Page extract:
"""

The Kilimanjaro climb was a success, and Ennis raised money for clean water for east Tanzanians. Next, she established a team of women veterans to climb Denali, the 20,310-foot peak in Alaska, and now she has set out to become the first female above-the-knee amputee to climb the seven summits – the highest peak on each of the world’s seven continents. She was the first woman amputee to summit Aconcagua, the 22,837-foot monster in Argentina.
Ennis has established the Kirstie Ennis Foundation, which aims to improve quality of life for people and, she said, to “push the advancements in medical-device technology and spread the message of inclusion.”
“The outdoors is there for all of us,” she said. “Do I think that we should build ramps up to the top of Everest? Absolutely not. But I do think there are things that we can put in place to be able to make these things accessible and attainable so that people can heal in the outdoors.”
For her work, Ennis received the Pat Tillman Award for Service at the ESPYS in July. The award is named for the former Arizona State and Arizona Cardinals player, who gave up his football career to serve in the elite Army Rangers. He was killed in Afghanistan.
Dukat noted that sports offer a way to achieve incremental successes.
“We benefit from feedback in our lives,” she said. “You can see that you went further on your bike today than yesterday, or you are now making baskets from your wheelchair. You see results pretty quickly.”
Dukat is a Paralympic swimmer and skier who medaled three times in alpine skiing. When she decided to try running, she started by running 30 seconds on a treadmill, and then one lap around a track, “and I felt successful,” she said. “We all like successes in our lives.”
But, she pointed out, the goal doesn't have to be as lofty as climbing a mountain.
“Your summit is the goal you set for yourself,” which could be walking a block or getting back in the swimming pool.
“I think we heal through sports,” Dukat said. “There’s a reason why we introduce people who have been recently injured to adaptive sports – because it’s a way to regain identity, confidence, self-esteem, everything that gets wrapped up in that bubble.”

"""

Exercise set:
1. Could you swap "swimming pool" for "ski slope" in the adaptive sports article, repeating it starting with "But, she pointed" and going on through "the swimming pool."?
2. Which mountains does the adaptive sports article name?
3. Can you carry the adaptive sports article on past its final sentence?

Supplied data:
"""

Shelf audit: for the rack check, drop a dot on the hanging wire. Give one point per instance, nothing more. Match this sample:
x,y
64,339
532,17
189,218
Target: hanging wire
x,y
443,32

"""

Exercise responses:
1.
But, she pointed out, the goal doesn't have to be as lofty as climbing a mountain.
“Your summit is the goal you set for yourself,” which could be walking a block or getting back in the ski slope.

2. Kilimanjaro, Denali, Aconcagua, Everest

3.
As her competitive career was waning, Dukat and four other para-alpine ski racers decided to climb Kilimanjaro to raise awareness of women athletes with physical impairments and to provide scholarships for them.
“It starts getting people to think differently about what’s possible among the disability community, and among themselves,” she said.
When ROMP founder Dave Krupa invited her to join ROMP for the 2015 Cotopaxi climb, Dukat said it was good timing.
“I was just enough years away from retirement from competitive sports,” she explained. “I was just starting to need a goal to work toward. I needed something to put myself into.”
Fisher also understands how sports can motivate. She is now a physical therapist. She played tennis in college and lost her leg following an automobile collision when she was 19. Eleven months after her amputation, she completed her first triathlon.
“Sports for me has been tremendously motivational,” Fisher said. “I was back on the tennis court even before I could walk. I was on an office chair with wheels before I had a prosthesis, scooting around teaching tennis.”
Panasewicz said people often take their mobility for granted until they lose it.
“I know a lot of people who are more athletic now after losing a limb,” she said. “It lights a fire to take advantage of your mobility with a healthy body.”
And she said people may have no idea what an amputee is capable of achieving until they see it.
“I’m an able-bodied female athlete, and Cotopaxi is the hardest thing I’ve ever done,” Panasewicz said. “So watching someone else do it on one leg is like, ‘damn, that is awesome.’ ”
The group that summited Cotopaxi shared the experience of climbing a mountain together, showing what they can do, and advocating for others who lack mobility. The climb is a testament to “the resilience of the human spirit and body,” Fisher said.